**Task description:** Reproduce every one of the entries below verbatim, line for line.
══ Materials provided ══
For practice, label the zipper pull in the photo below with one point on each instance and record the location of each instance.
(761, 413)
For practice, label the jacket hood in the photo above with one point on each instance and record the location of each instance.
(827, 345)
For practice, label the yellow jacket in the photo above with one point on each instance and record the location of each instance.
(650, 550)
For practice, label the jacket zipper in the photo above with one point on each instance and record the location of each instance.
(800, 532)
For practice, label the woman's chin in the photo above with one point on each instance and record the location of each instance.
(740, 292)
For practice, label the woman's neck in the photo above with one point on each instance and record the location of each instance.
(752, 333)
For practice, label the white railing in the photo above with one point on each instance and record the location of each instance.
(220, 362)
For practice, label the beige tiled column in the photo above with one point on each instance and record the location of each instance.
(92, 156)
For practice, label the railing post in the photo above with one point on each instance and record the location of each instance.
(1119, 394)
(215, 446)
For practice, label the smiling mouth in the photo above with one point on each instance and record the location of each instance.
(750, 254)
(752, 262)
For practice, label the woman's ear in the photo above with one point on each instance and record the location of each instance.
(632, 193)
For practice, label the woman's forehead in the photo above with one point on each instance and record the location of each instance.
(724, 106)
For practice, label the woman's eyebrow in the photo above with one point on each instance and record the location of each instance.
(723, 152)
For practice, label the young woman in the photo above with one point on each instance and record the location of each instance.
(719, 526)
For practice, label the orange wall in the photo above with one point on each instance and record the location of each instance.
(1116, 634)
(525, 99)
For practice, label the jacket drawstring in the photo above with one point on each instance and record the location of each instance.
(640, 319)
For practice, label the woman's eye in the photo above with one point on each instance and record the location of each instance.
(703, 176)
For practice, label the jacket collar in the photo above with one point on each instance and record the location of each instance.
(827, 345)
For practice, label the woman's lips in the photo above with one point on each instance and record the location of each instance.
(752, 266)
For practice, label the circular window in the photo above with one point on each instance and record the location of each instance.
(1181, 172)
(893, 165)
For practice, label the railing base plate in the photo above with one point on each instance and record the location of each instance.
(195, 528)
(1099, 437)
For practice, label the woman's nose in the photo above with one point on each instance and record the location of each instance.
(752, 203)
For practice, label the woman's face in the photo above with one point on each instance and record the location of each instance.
═══
**Output:**
For practice, label the zipper pull in the photo below with one point on each instance and record the location of each instance.
(761, 413)
For practice, label the jacket hood in the photo above with one point on each instance and record the location of each instance.
(827, 345)
For practice, label the yellow jacket in the photo above with one point on each instance and record the location of each instance.
(650, 550)
For practice, label the jacket zipper in the photo above with one point on each instance and record the location of each instance.
(800, 532)
For practice, label the woman's chin in the photo above with one point on each instance and record the location of each instance.
(740, 292)
For practice, label the woman's neck in the photo above with one point on each instance and record the location of each instance.
(752, 333)
For practice, label the white railing in the photo above with one point on each instance and record the location of each instance.
(220, 362)
For practice, label the beige tiled column in the photo above with one point on each instance and record the location of each instance.
(92, 156)
For practice, label the railing post in the photo above with one point on each instance and record the location of each instance.
(1119, 394)
(215, 446)
For practice, label the smiling mouth in the photo above with one point on each instance and record the location of each instance.
(750, 254)
(752, 262)
For practice, label the woman's ear in the photo above with one point on each instance and record the location of each instance.
(632, 193)
For practice, label the woman's forehead in the photo above with one point on each instance and record the location of each instance.
(724, 106)
For practice, label the woman's eyebrow in the photo above with one point on each instance and record the location of each instance.
(723, 152)
For practice, label the young woman in the photo above with one point on each instance and record the location of each instance.
(719, 526)
For practice, label the orange wall in the photo above with one point on each instance and record the location of each instance.
(1116, 634)
(525, 99)
For practice, label the jacket drawstring in the photo above with one point on each instance and record the location of each instance.
(640, 319)
For practice, label the woman's eye in the photo above with one point on each instance and record the location of each instance.
(703, 176)
For practice, label the jacket collar in the photo above with one point on each instance and record the location of each instance.
(827, 345)
For practice, label the woman's lips in the photo above with one point on each instance and record the location of each instance.
(752, 266)
For practice, label the circular window in the photo above with one point on each instance and record the location of each instance.
(1181, 172)
(893, 165)
For practice, label the railing base plate in the photo above with one point on each instance and record the location of each instance.
(195, 528)
(1099, 437)
For practice, label the woman's nose in the photo above with one point on each instance and record the location of each instance.
(752, 203)
For practice, label the woman's face in the photo above with one point on each instance and record the location of each instance.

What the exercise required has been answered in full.